The following constitutes Amendment No. 1 to the Schedule 13D filed by the undersigned (“Amendment No. 1”).  This Amendment No. 1 amends the Schedule 13D as specifically set forth.

Purpose of Transaction

Item 4 is hereby amended and restated to read as follows:

The Reporting Persons are engaged in the investment business.  In pursuing this business, the Reporting Persons analyze the operations, capital structure and markets of companies, including the Issuer, on a continuous basis through analysis of documentation and discussions with knowledgeable industry and market observers and with representatives of such companies.

The Reporting Persons purchased the shares of Common Stock based on the Reporting Persons’ belief that the shares of Common Stock, when purchased, were undervalued and represented an attractive investment opportunity.  No Reporting Person has any present plan or proposal which would relate to or result in any of the matters set forth in subparagraphs (a) - (j) of Item 4 of Schedule 13D except as set forth herein or such as would occur upon completion of any of the actions discussed herein.

========================

# EXERCISES TO COMPLETE:
1 – In the Schedule 13D amendment, what business are the Reporting Persons engaged in?
2 – Transcribe, word for word, the stretch of the Schedule 13D amendment from "Item 4 is hereby" through "of such companies.".

========================

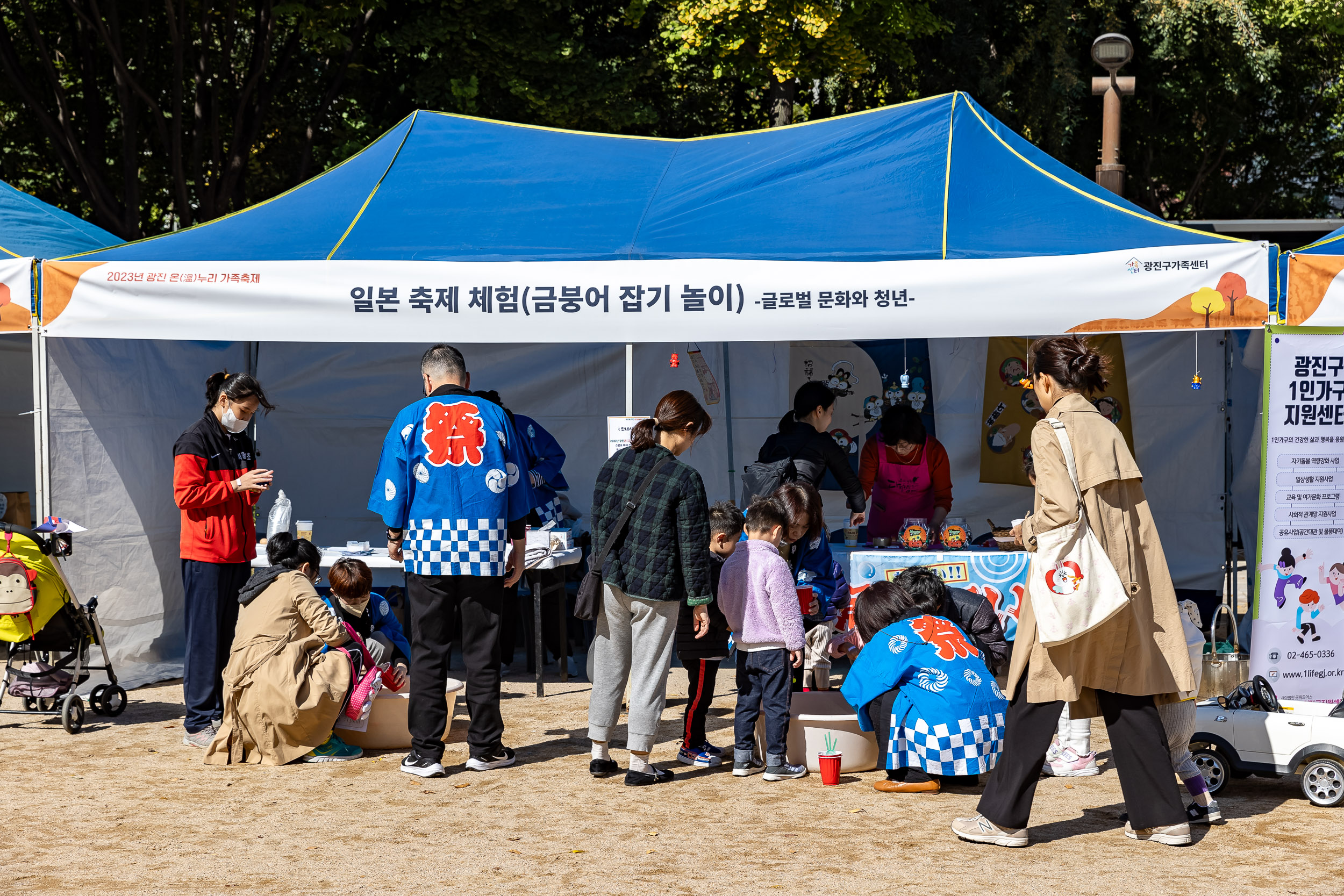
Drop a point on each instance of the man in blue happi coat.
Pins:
(451, 488)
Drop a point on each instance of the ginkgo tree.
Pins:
(780, 44)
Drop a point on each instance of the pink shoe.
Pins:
(1068, 763)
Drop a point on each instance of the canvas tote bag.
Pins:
(1074, 587)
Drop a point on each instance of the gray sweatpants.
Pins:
(633, 642)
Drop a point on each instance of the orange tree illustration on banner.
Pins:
(1209, 302)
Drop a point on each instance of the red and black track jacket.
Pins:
(217, 523)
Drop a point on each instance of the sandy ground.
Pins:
(124, 806)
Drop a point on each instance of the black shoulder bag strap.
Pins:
(589, 599)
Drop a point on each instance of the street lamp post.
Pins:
(1112, 52)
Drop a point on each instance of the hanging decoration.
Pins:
(709, 386)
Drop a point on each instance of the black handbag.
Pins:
(589, 601)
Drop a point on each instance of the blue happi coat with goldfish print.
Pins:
(948, 716)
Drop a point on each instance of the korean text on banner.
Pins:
(1297, 636)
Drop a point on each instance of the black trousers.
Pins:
(211, 615)
(1139, 750)
(432, 601)
(700, 676)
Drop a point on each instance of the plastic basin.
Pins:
(388, 726)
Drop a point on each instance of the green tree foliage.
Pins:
(146, 117)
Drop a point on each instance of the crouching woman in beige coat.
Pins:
(283, 693)
(1119, 668)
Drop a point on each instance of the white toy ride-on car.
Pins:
(1249, 731)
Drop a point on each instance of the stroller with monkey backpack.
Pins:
(46, 633)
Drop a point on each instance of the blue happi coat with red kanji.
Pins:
(948, 716)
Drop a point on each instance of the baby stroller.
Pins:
(46, 633)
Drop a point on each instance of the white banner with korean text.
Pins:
(624, 302)
(1297, 636)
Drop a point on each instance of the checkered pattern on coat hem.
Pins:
(971, 750)
(456, 547)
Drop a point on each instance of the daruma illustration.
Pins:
(1065, 578)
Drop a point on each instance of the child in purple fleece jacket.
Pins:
(761, 604)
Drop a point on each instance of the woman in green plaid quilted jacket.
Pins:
(659, 562)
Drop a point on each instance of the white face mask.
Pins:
(232, 422)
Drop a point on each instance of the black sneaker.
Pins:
(603, 768)
(784, 771)
(504, 757)
(644, 778)
(423, 766)
(1197, 814)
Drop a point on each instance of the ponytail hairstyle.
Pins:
(802, 500)
(235, 388)
(1071, 362)
(810, 397)
(284, 550)
(676, 412)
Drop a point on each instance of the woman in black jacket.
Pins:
(804, 436)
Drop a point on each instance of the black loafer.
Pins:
(644, 779)
(603, 768)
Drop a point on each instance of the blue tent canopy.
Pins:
(1328, 245)
(936, 178)
(30, 227)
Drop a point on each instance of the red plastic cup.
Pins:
(805, 599)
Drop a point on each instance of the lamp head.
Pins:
(1112, 52)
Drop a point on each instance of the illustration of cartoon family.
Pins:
(1310, 602)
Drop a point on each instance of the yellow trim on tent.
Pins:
(1082, 192)
(391, 162)
(947, 178)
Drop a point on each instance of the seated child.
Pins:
(924, 688)
(369, 614)
(761, 605)
(702, 656)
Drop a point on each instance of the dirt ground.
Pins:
(124, 806)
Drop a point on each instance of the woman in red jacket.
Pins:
(216, 483)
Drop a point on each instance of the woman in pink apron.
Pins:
(906, 473)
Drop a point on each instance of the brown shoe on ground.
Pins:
(907, 786)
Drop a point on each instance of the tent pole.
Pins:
(727, 413)
(630, 379)
(38, 417)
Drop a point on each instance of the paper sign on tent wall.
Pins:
(1010, 410)
(1297, 634)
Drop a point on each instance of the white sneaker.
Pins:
(1168, 835)
(979, 829)
(1070, 765)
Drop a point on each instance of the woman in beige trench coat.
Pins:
(1119, 668)
(281, 693)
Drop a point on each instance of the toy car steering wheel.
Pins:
(1265, 695)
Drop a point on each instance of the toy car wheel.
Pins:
(1214, 768)
(1323, 782)
(113, 700)
(72, 714)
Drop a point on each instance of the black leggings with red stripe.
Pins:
(700, 675)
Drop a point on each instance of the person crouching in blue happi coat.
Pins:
(923, 687)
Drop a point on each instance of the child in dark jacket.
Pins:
(702, 656)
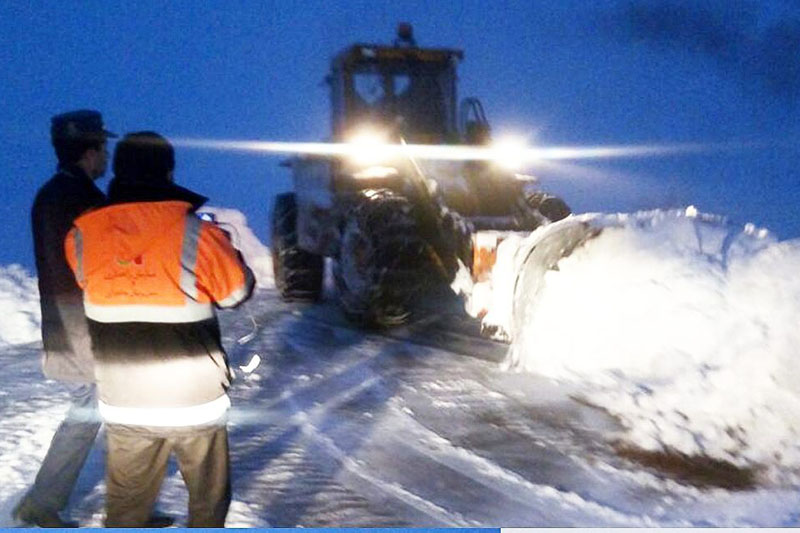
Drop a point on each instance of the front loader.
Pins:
(396, 228)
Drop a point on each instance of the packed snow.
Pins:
(678, 325)
(683, 327)
(19, 307)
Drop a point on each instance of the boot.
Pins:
(29, 514)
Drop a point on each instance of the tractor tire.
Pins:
(298, 274)
(384, 264)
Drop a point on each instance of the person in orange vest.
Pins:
(152, 274)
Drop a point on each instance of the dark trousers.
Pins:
(136, 464)
(68, 450)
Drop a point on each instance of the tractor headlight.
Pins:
(375, 171)
(509, 153)
(368, 147)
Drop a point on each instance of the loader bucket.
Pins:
(542, 253)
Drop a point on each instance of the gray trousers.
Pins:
(136, 464)
(68, 450)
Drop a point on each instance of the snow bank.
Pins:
(683, 327)
(256, 255)
(19, 307)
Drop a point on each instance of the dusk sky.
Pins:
(724, 74)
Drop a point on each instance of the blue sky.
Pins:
(577, 73)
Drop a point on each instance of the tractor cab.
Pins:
(407, 91)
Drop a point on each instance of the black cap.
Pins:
(143, 156)
(83, 124)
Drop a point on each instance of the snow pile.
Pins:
(19, 306)
(256, 255)
(684, 328)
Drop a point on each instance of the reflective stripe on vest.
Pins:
(195, 415)
(191, 236)
(190, 311)
(78, 236)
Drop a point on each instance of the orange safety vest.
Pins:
(154, 262)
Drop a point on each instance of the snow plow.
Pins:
(395, 228)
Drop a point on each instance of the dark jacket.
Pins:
(152, 272)
(67, 350)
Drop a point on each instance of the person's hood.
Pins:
(122, 233)
(73, 170)
(125, 191)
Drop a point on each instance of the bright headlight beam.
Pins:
(525, 155)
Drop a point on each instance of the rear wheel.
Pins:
(384, 265)
(551, 207)
(298, 274)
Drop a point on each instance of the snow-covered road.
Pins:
(338, 427)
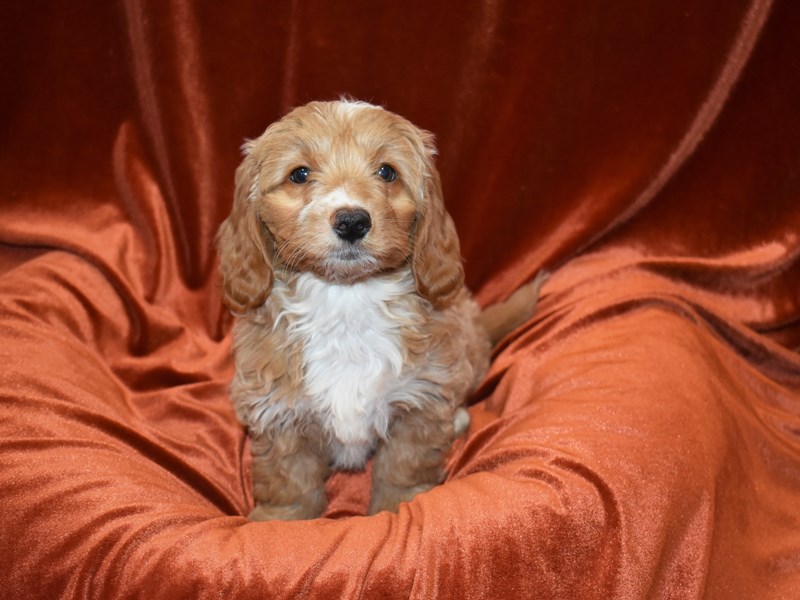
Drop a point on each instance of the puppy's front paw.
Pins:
(389, 497)
(292, 512)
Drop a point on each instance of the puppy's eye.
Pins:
(299, 175)
(387, 173)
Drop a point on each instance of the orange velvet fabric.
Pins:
(639, 437)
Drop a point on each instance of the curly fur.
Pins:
(346, 349)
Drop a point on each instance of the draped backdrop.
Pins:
(639, 437)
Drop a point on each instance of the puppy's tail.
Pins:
(501, 319)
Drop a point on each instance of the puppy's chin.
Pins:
(348, 265)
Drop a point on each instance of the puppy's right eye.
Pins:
(299, 175)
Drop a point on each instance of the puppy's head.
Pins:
(344, 190)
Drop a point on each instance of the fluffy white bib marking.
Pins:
(352, 354)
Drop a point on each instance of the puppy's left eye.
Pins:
(387, 173)
(300, 175)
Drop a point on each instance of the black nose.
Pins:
(351, 224)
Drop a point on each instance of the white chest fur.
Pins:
(353, 355)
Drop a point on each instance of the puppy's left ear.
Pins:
(436, 259)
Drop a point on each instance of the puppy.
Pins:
(355, 335)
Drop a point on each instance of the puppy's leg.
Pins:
(501, 319)
(289, 472)
(411, 460)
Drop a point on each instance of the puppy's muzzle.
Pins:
(351, 225)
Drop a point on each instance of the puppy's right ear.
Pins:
(245, 252)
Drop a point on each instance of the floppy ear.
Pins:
(436, 261)
(245, 253)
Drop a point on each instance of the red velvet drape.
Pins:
(638, 438)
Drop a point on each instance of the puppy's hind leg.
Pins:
(289, 472)
(502, 318)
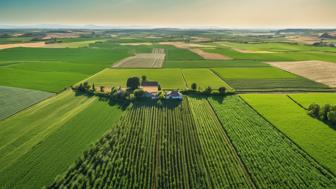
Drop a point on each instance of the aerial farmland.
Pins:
(103, 107)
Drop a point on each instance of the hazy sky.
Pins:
(181, 13)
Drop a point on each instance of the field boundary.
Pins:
(185, 81)
(28, 107)
(296, 102)
(220, 77)
(302, 151)
(244, 167)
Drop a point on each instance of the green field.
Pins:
(272, 160)
(13, 100)
(53, 69)
(168, 78)
(257, 136)
(222, 162)
(306, 99)
(147, 150)
(267, 78)
(203, 78)
(44, 140)
(213, 63)
(280, 51)
(310, 134)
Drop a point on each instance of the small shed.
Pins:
(150, 87)
(174, 95)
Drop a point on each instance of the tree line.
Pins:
(326, 113)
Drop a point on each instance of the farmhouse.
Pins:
(150, 87)
(174, 95)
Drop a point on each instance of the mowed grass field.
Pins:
(316, 138)
(168, 78)
(265, 78)
(53, 70)
(272, 160)
(13, 100)
(196, 147)
(213, 63)
(280, 52)
(306, 99)
(44, 140)
(203, 78)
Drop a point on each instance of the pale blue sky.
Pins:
(184, 13)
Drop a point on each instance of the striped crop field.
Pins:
(272, 160)
(41, 142)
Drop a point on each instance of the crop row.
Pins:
(271, 158)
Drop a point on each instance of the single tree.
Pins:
(143, 78)
(332, 117)
(93, 87)
(324, 112)
(139, 93)
(86, 86)
(133, 83)
(222, 90)
(102, 89)
(314, 110)
(132, 97)
(194, 86)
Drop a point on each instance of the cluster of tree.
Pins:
(326, 113)
(53, 41)
(116, 94)
(5, 35)
(208, 90)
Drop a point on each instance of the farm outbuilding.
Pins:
(174, 95)
(150, 87)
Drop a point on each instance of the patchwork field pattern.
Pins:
(276, 161)
(213, 64)
(13, 100)
(316, 138)
(265, 79)
(53, 69)
(15, 45)
(196, 48)
(306, 99)
(319, 71)
(153, 60)
(203, 78)
(171, 150)
(54, 135)
(168, 78)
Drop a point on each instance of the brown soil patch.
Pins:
(32, 45)
(319, 71)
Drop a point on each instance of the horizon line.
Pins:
(103, 26)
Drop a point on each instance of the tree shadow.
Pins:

========================

# OUTPUTS IN ORDER:
1 – The investment business.

2 –
Item 4 is hereby amended and restated to read as follows:

The Reporting Persons are engaged in the investment business.  In pursuing this business, the Reporting Persons analyze the operations, capital structure and markets of companies, including the Issuer, on a continuous basis through analysis of documentation and discussions with knowledgeable industry and market observers and with representatives of such companies.